수행할 과제:
아래 기록을 한 줄도 빠뜨리지 말고 글자 하나 바꾸지 않은 채 그대로 돌려주세요.

[일련의 기록]
==================================================

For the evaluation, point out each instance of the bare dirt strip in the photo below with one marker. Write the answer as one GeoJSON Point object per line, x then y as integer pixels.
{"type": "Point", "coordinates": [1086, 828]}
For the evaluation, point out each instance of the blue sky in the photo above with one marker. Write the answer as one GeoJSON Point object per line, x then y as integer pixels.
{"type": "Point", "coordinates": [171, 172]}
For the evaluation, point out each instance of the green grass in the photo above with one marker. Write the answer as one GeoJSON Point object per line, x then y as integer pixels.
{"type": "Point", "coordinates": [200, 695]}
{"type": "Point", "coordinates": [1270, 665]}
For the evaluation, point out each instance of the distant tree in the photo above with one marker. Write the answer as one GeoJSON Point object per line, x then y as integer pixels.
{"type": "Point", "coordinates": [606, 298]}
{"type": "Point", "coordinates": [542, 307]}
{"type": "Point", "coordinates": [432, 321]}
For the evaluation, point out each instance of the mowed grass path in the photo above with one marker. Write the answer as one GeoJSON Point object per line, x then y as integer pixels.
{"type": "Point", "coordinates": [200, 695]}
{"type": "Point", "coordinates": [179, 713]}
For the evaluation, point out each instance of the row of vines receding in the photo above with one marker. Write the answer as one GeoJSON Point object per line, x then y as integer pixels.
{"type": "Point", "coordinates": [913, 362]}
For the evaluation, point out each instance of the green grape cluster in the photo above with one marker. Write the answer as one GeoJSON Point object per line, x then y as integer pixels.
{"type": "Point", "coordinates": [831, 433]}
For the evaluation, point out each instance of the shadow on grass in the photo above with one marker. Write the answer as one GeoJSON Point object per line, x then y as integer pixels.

==================================================

결과:
For the evaluation, point out each instance of the bare dirt strip in the photo below with one marker. Write the answer as one GeoJSON Point object per line, x then y as integer pixels.
{"type": "Point", "coordinates": [1086, 828]}
For the evaluation, point out each instance of the blue sky in the photo above with one marker. Write the answer as one GeoJSON Point object per line, x then y as integer pixels.
{"type": "Point", "coordinates": [171, 172]}
For the evaluation, point out each instance of the green grass in the photo above with one marker. Write the answer as one GeoJSON Point object per line, x then y as integer pixels.
{"type": "Point", "coordinates": [200, 695]}
{"type": "Point", "coordinates": [1270, 665]}
For the evaluation, point out each instance of the distant tree in the photo above with one marker. Write the answer as one GeoJSON Point object per line, x then y as integer pixels.
{"type": "Point", "coordinates": [606, 298]}
{"type": "Point", "coordinates": [542, 307]}
{"type": "Point", "coordinates": [432, 321]}
For the evaluation, point out each instance of the mowed grass path in the photo above with one marker. Write the answer as one GeoJSON Point object per line, x then y as integer pixels.
{"type": "Point", "coordinates": [200, 695]}
{"type": "Point", "coordinates": [179, 713]}
For the evaluation, point out each instance of the row of vines receding in the photo above with one marker. Write the answer as one GeoJSON Point object per line, x then y as integer pixels.
{"type": "Point", "coordinates": [913, 362]}
For the evaluation, point out each instance of the green grape cluster in the photo above with one marker. Write the answer as one GeoJSON Point object per line, x then y as integer pixels.
{"type": "Point", "coordinates": [831, 433]}
For the evaluation, point out each instance of the shadow on grass in the photo above with one marker. Write the answer as one GeoJSON Point object per line, x then y as integer pixels.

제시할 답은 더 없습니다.